═════ TEXTAUSZUG ═════
Treffen mit Twitterfreundin @fraumitfacetten und ihren beiden Kindern. Wir saßen am Rhein und hielten ein Schwätzchen und seither fabuliert das Töchterlein von einer Zelt-Radtour mit der Mama. Was hab ich angerichtet. Durch schlichtes Sein.
Worms hingegen. Drei Feuerwehrautos durchlärmen die Stadt, rasen mit Affenzahn in eine Kreuzung. Der letzte Löschlaster kann gerade noch so einer Schleuderkatastrophe entgehen. Die Menschen an der Fußgängerampel mir gegenüber, die sich wie ich die Ohren zuhielten, wären bei einem Crash vermutlich alle gestorben.
Über schmalste Radwege verirrte ich mich Richtung Osthofen. Entlang der Hauptverkehrsstraße. Die Wormser Ragwege haben die Breite eines mathematischen Punkts, galgenhumore ich auf Twitter.
Vielleicht eine Stunde irrte ich umher durch Wohngebiete und Industrie und Gewerbe, horizontales inklusive. Erotik prankt ein riesiger Hinweis über einem Haus im Industriegebiet. Gegenüber in einem Café ruhte ich mich aus und man erklärte mir den Weg zum Rheinradweg. Ein hässliches Stück Radweg. Überall LKW, wartende Fahrer. Einer hatte Gesellschaft von einer Nutte, die zwischen seinen Beinen kniete. Die Tür der Fahrerkabine war offen. Grotesk wirkte der hellblaue Jogginganzug, den er trug. Ich hab nicht so genau hingeschaut. Vielleicht bilde ich mir das alles nur ein, dachte ich. Dennoch. Der erste Blick trügt nie. Ist es das, was ich denke? Es ist.
Raus aus Worms und rauf nach Rheinhessen zu Bloggerfreundin Wildgans (Frau SoSo verlinkte im vorigen Beitrag).
Nach Bechtheim führt ein toller Radweg vorbei an einer Schwefelquelle hinauf, der vor Dittelsheim-Heßloch endet. Ich im Feierabendverkehr. Wind und Wetterwechsel. Die Windräder liefen auf Hochtouren. Unten am Rhein die vier Kühltürme des Kernkraftwerks Biblis. Was für ein Wandel in den letzten zwanzig Jahren.
═════
* [ZU BEARBEITENDE AUFGABEN]:
**A)** Wie viele Kühltürme des Kernkraftwerks Biblis sieht man laut dem Reisebericht über Worms und Rheinhessen unten am Rhein?
**B)** Führe den Reisebericht über die Radtour durch Worms und Rheinhessen im Anschluss an seinen letzten Satz fort.
Für die Bearbeitung sind die Datensätze ohne Bedeutung.
═════ BEREITGESTELLTE DATENSÄTZE ═════
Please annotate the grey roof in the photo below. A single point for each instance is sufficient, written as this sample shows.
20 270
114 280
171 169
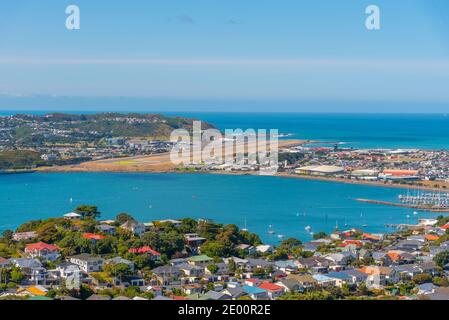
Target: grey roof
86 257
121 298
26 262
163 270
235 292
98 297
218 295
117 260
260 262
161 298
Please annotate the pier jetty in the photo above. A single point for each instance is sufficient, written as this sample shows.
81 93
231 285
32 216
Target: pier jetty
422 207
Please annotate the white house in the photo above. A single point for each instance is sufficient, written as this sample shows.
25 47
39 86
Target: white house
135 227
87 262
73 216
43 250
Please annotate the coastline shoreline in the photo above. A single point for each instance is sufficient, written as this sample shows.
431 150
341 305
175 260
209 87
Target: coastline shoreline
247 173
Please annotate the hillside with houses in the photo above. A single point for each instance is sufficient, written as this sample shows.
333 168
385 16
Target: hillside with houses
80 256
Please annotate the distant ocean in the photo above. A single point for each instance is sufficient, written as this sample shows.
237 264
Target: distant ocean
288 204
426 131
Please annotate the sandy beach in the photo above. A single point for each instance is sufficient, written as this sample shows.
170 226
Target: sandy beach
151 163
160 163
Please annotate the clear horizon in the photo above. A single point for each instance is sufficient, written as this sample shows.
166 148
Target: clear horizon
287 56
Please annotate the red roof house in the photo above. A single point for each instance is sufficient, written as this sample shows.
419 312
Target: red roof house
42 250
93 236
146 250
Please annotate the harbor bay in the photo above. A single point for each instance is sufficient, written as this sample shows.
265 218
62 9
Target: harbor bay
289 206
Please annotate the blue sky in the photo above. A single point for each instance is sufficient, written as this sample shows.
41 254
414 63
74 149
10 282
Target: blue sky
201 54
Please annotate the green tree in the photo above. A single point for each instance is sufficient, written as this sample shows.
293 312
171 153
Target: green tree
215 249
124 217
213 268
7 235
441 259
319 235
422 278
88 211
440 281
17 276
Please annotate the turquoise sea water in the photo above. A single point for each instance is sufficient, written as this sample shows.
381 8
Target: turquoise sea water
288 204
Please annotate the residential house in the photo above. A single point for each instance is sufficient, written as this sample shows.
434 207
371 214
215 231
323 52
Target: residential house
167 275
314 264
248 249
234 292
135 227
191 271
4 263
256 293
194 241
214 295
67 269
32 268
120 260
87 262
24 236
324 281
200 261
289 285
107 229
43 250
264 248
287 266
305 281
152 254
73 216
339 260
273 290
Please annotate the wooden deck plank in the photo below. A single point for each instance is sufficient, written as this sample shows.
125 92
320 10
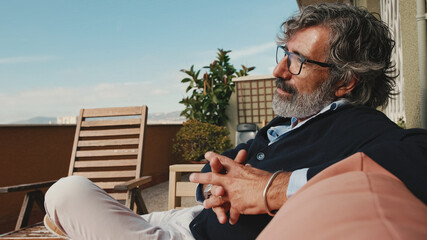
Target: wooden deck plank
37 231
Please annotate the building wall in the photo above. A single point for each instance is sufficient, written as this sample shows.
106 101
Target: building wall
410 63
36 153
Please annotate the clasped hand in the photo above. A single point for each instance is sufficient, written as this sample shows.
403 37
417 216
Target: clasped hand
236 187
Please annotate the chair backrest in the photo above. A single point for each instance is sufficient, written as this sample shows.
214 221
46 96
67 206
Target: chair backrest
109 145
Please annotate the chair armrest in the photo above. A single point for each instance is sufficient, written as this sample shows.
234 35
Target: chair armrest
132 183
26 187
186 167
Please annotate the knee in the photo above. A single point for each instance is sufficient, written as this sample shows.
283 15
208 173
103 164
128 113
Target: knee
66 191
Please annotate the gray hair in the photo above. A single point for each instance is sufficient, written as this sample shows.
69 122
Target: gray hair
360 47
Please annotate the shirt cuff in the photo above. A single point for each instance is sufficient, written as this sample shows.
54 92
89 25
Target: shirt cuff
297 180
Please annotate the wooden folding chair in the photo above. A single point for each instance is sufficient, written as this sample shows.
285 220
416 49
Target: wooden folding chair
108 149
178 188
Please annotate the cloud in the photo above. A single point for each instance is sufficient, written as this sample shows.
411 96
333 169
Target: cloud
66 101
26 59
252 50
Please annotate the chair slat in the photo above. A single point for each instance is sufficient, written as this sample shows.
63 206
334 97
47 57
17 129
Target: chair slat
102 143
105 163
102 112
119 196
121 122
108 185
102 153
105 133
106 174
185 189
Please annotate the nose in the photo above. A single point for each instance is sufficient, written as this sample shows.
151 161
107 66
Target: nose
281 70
═════
═════ BEREITGESTELLTE DATENSÄTZE ═════
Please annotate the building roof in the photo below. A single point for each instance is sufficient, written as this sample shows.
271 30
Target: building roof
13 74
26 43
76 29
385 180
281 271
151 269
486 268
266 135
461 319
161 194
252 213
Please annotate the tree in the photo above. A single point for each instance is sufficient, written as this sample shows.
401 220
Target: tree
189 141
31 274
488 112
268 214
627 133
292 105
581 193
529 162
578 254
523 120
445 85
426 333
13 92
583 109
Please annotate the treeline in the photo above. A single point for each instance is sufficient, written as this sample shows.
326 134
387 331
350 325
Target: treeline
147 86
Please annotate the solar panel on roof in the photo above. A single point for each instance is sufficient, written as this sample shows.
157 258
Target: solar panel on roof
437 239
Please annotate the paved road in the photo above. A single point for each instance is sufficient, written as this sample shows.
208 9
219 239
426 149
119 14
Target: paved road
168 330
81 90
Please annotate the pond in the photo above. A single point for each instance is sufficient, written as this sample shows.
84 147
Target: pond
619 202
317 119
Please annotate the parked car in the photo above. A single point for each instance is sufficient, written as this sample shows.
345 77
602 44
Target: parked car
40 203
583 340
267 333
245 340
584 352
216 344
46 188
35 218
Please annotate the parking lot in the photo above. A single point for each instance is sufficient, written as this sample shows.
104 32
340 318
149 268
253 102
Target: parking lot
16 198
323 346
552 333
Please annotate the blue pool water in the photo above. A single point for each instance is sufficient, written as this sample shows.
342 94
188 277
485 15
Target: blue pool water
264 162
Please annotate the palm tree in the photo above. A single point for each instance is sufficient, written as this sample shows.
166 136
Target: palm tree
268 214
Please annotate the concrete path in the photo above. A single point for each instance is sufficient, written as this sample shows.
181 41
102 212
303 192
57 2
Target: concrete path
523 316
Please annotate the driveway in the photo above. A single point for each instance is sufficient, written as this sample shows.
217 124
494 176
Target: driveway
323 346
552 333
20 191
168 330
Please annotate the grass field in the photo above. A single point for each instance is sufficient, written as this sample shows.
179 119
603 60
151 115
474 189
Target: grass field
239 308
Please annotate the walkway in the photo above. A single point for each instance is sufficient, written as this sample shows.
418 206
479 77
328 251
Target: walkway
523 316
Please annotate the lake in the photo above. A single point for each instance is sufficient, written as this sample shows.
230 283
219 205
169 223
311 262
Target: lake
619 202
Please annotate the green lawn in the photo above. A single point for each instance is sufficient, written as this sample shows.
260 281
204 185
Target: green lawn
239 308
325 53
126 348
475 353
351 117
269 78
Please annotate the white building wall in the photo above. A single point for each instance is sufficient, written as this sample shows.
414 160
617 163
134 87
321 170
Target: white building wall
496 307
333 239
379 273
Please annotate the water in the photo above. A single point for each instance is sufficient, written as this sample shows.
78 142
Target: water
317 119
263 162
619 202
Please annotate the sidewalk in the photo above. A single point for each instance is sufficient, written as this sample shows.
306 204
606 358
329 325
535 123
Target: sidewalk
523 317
═════
* [LÖSUNGEN DER AUFGABEN]:
**A)** Vier Kühltürme.

**B)**
Die Starenschreckschüsse in den Weinbergen sind wie eh und je. Und die Vogelschwärme auf den abgeernteten Feldern. Die Luft scheint dreckiger. Alles Endzeit. Heute, da ich ein Stück weitergeradelt bin durch die Gegend von früher, strotzend von guten und schlechten Erinnerungen, bin ich ziemlich zerrüttet, sitze geschwächt auf einer Parkbank unweit des Niersteiner Bahnhofs. Wie so eine Handpuppe, die mit Bauchrednerstimme plappert. Ich muss mich nach Mainz schleppen zehn zwanzig Kilometer weit, muss das hinter mir lassen, diese Wehmut, die Gefühle, die Erinnerung an ein längst vergangenes anderes Ich. Da bei der Tankstelle an der B9 saß das andere Ich 1992 mit dem Berber-Django. Auf dem Radweg war das andere Ich ihm begegnet und man schwätzte ein bisschen und kaufte Bier in der Tanke und der Berber-Django holte einen kopierten Zeitungsartikel über sein Leben hervor und er erzählte Geschichten von Angst und Alleinesein und dass man niemandem trauen könne in der Welt. Drüben auf der anderen Rheinseite habe er sein Zelt aufgeschlagen und sein Geld versteckt, achthundert Mark. In dem Artikel erfuhr ich, dass er mal einen toten Tippelbruder gefunden hatte und daher kam es überhaupt zu dem Artikel, der doch nur ein Flicken im Sommerloch war. Er und sein voll gepacktes Rad waren abgebildet und als er meinen Schlafsack sah, einen unheimlich warmen, der einen wie ihn über den Winter retten könnte, wollte er ihn unbedingt haben. Er bettelte und flehte und weinte und ich schenkte ihn ihm trotzdem nicht. Mein heutiges Ich kann das gar nicht verstehen. Es schämt sich ein bisschen. Karl Heinz Müller aus Saarbrücken, so hieß der Berber-Django. Ob er noch lebt? Ob er erfroren ist? Der Artikel liegt bei mir zu Hause in einer Kiste voller Zettel.
Nun schweigend schreibend am Fluss im Anblick all der Ichs, die ich einmal war.
Ohne diese anderen Ichs, wird mir klar, wäre ich aber nicht das Ich, das ich jetzt bin.